═══ The data
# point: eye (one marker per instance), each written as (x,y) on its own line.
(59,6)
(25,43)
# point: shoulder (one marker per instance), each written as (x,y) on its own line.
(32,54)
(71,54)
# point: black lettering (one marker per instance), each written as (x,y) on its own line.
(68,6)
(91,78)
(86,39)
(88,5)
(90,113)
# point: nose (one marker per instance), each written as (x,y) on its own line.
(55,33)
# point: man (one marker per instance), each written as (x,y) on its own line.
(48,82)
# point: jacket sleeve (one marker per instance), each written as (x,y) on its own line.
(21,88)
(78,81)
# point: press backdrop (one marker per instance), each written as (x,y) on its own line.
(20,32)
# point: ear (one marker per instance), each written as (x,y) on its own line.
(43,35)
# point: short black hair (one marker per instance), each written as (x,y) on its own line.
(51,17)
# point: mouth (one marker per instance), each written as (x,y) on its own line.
══════
### What the exercise asks:
Output, unchanged, the lines from the line with "# point: nose" through the final line of the material.

### Result of the task:
# point: nose (one marker per instance), each written as (x,y) on its own line.
(55,33)
# point: man (one marker per instance), each written as (x,y) on its own line.
(48,82)
# point: jacket sleeve (one marker per instance), each written as (x,y) on its own line.
(21,88)
(78,81)
# point: press backdrop (one marker per instance), each written as (x,y) on its own line.
(20,32)
# point: ear (one marker per instance), each written as (x,y) on its own line.
(43,35)
# point: short black hair (one marker per instance), each written as (x,y) on its own line.
(51,17)
# point: mouth (one marker per instance), each written as (x,y) on its own line.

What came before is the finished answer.